• Problem requirements
Restate every entry word for word.

Coordinate annotation entries
○ ○ ○ ○ ○
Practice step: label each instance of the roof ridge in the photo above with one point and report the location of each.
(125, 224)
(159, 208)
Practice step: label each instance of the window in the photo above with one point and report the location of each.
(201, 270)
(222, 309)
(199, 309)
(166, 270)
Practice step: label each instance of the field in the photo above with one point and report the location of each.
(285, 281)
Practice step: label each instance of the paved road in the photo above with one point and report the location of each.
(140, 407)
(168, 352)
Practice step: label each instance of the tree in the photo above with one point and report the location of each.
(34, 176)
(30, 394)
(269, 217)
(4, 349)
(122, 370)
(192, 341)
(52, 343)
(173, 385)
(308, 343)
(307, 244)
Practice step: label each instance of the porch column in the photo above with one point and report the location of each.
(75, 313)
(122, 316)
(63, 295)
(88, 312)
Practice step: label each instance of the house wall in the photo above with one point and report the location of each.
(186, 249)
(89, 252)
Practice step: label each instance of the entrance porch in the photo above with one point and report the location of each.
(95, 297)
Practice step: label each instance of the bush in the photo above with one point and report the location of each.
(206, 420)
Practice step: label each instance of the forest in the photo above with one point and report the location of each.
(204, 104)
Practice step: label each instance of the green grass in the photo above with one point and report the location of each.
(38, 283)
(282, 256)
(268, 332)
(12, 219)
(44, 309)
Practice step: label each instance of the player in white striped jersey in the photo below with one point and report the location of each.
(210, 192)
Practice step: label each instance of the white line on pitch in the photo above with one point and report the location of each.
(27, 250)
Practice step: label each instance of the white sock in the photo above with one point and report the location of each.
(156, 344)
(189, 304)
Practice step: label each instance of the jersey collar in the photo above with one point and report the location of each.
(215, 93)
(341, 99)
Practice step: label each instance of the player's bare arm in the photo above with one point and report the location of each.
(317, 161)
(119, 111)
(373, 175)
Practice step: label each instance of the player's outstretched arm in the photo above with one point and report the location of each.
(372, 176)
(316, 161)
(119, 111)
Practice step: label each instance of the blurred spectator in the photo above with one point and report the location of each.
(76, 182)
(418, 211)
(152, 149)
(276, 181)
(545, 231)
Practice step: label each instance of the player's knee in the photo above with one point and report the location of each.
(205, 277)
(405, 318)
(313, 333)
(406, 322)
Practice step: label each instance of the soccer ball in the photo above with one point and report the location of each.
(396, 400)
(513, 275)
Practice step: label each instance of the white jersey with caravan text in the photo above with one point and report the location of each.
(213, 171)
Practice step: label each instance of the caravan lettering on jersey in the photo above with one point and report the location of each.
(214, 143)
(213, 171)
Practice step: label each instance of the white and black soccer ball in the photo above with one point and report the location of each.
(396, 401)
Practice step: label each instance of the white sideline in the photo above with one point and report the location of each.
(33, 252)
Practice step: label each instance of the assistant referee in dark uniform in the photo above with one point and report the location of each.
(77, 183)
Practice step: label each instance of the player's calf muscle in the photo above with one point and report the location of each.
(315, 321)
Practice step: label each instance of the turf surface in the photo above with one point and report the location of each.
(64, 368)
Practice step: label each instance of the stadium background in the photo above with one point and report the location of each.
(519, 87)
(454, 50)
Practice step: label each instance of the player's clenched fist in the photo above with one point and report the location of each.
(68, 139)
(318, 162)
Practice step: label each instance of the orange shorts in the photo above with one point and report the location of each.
○ ○ ○ ○ ○
• Output of the task
Practice step: label each instance of the roof ridge in the photo above with one point and report the location of each.
(125, 224)
(159, 208)
Practice step: label each instance of the window in the photo above with one point and report the location of each.
(201, 270)
(222, 309)
(199, 309)
(166, 270)
Practice step: label each instance of the field in the photo above with one point and report the location of each.
(285, 281)
Practice step: label each instance of the paved road in the photo above with one point and report the location of each.
(140, 407)
(168, 352)
Practice step: label each instance of the tree in the photo above with one point and report the location of each.
(34, 176)
(30, 394)
(269, 217)
(4, 349)
(122, 370)
(192, 341)
(52, 343)
(173, 385)
(308, 343)
(307, 244)
Practice step: label each instance of the porch column in the photo above with one point and report the location of each.
(75, 313)
(122, 316)
(63, 295)
(88, 312)
Practice step: label each instance of the house wall in the photo above with one point and report the location of each.
(186, 249)
(89, 252)
Practice step: label each instance of the entrance porch in the photo above with one point and report the location of each.
(95, 297)
Practice step: label each instance of the bush in the photo above with one point and report the location of each.
(206, 420)
Practice step: label each instance of the forest in the photo above with one point and report the location of each.
(204, 104)
Practice step: label each instance of the green grass in the photo above with one point and report the location of each.
(38, 283)
(282, 256)
(268, 332)
(12, 219)
(44, 309)
Practice step: label each instance of the player in white striped jersey in the photo below with one point and report the location of each.
(210, 192)
Practice step: label each instance of the white line on pitch in the photo above with one point and report the location of each.
(27, 250)
Practice step: label each instance of the white sock in the photo above with one point and report the location of each.
(156, 344)
(189, 304)
Practice step: label each instance of the jersey collar in the photo above with one point and report the location of each.
(215, 93)
(341, 99)
Practice step: label each instance of the player's bare arm in the photo above with one point and report the location of each.
(317, 161)
(119, 111)
(373, 175)
Practice step: label each instance of the player's outstretched arm in the photo above with one point and report the location of each.
(372, 176)
(316, 161)
(119, 111)
Practice step: label each instance of the blurred spectator in the photo above with one point and report the location of each.
(76, 182)
(418, 211)
(152, 149)
(276, 181)
(545, 231)
Practice step: label each instance of the player's knee in the photo above with one point and report the location of each.
(205, 277)
(405, 318)
(313, 333)
(406, 322)
Practice step: label each instance of the soccer ball in the photo above with one point and report the location of each.
(396, 400)
(513, 275)
Practice step: label each instance of the white jersey with caravan text in the photo above with one point and report the location of each.
(213, 171)
Practice step: label each instance of the caravan lettering on jersey in the photo above with one point and report the location of each.
(214, 143)
(213, 171)
Practice step: label each instance of the white and black soccer ball in the photo above with one point and report the location of each.
(396, 401)
Practice step: label each instance of the white sideline in the photo above with one point and report the location of each.
(33, 252)
Practice step: label each instance of the assistant referee in dark uniform in the photo above with one point and report the location of each.
(77, 183)
Practice step: label each instance of the player's calf muscle in the photo above with one point and report the location of each.
(315, 321)
Practice step: label each instance of the turf surface in the photo above with one point and report the location of each.
(64, 368)
Practice step: label each instance of the stadium background in the photo above with one point and report the location of each.
(519, 87)
(454, 50)
Practice step: label each instance of the player's clenched fist in the photo above with one point and report the location of each.
(68, 139)
(318, 162)
Practice step: label each instance of the orange shorts in the photo above with one point and report the location of each.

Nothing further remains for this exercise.